- _ACTIVITY_:
Print out each entry below in full, exactly as given, excluding pictures.

- _THE RECORDS_:

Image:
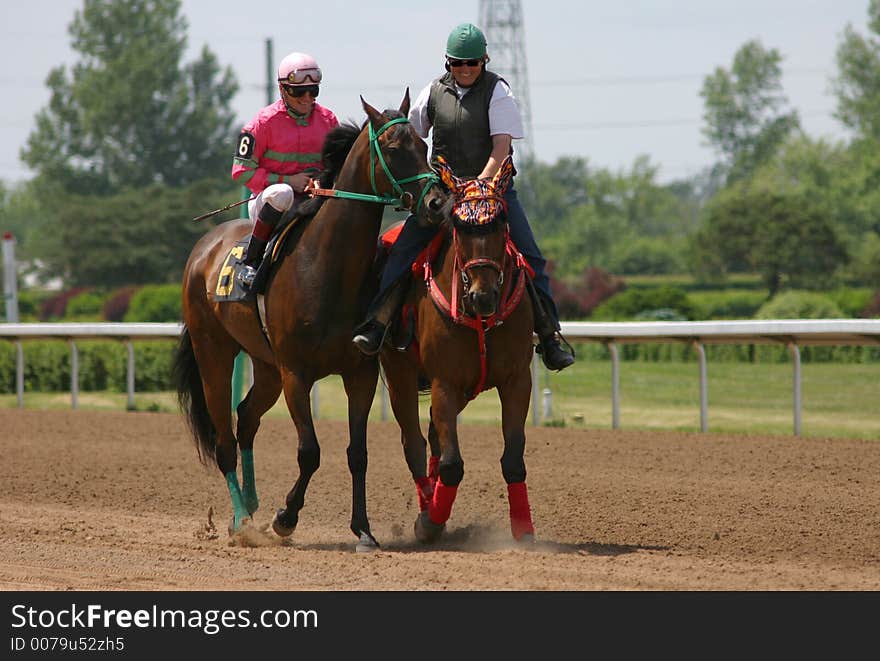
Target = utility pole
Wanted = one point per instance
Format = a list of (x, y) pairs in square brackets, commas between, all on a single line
[(10, 278), (241, 360), (502, 22)]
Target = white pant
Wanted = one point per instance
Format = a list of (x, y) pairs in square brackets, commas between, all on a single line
[(280, 196)]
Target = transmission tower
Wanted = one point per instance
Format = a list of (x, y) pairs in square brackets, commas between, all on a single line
[(502, 22)]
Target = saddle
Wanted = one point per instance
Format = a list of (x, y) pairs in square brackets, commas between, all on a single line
[(404, 324), (229, 288)]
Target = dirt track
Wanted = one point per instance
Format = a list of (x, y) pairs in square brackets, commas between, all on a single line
[(118, 501)]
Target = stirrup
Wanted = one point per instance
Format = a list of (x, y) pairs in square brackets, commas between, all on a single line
[(369, 341), (552, 344), (246, 275)]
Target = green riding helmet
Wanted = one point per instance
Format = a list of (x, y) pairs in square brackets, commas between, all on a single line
[(466, 42)]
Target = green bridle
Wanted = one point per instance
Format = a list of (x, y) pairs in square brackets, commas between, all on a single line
[(403, 200)]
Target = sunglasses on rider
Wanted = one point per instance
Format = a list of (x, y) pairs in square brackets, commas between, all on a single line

- _TASK ANSWER_:
Image:
Target = utility pole
Wanted = one point per instance
Format = a list of (x, y) pairs in square brackets, commas between, all on a single line
[(10, 278), (241, 360), (502, 22)]
Target = white pant
Wanted = one point per instance
Format = a list of (x, y) pairs in square brackets, commas between, all on a single line
[(280, 196)]
Target = transmission tower
Wanted = one point per instance
Format = a list of (x, y) pairs in square brackets, commas between, all on a single line
[(502, 22)]
Target = saddle
Wanted = one point per instance
Format = a list of (x, y) pairs in square brackets, commas between, all on a single line
[(404, 324), (229, 288)]
Target = dirt track
Wanted = one point per instance
Format = a list of (x, y) pairs in square brackets, commas between, all on a single line
[(118, 501)]
Target = stirrup
Wanted = one point per instance
Format = a list of (x, y) pairs in square brackets, commas between, all on a single line
[(369, 341), (552, 344), (246, 275)]
Target = green riding helmet
Wanted = one point per instance
Format = a list of (x, y) pairs in square brackets, commas between, all on a single line
[(466, 42)]
Target = green bridle
Wanted = one point per instance
Format = a list of (x, y) pairs in square brackets, commas between, all on a single line
[(403, 200)]
Target = sunglasses on rider
Wanted = one point per instance
Format = a list of (x, y) pairs in square brackets, commas between, all on a single line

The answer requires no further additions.